Please rewrite the lines of every row, replacing "instance" with "occurrence" and leaving everything else unchanged.
-- start of INPUT ROWS --
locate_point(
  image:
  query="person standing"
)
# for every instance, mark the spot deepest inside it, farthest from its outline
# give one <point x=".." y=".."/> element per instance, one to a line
-- end of INPUT ROWS --
RESPONSE TO THE EXERCISE =
locate_point(
  image:
  query="person standing"
)
# for every occurrence, mark the spot deepest inside it, farthest from its outline
# give one <point x=".." y=".."/> element per occurrence, one to a line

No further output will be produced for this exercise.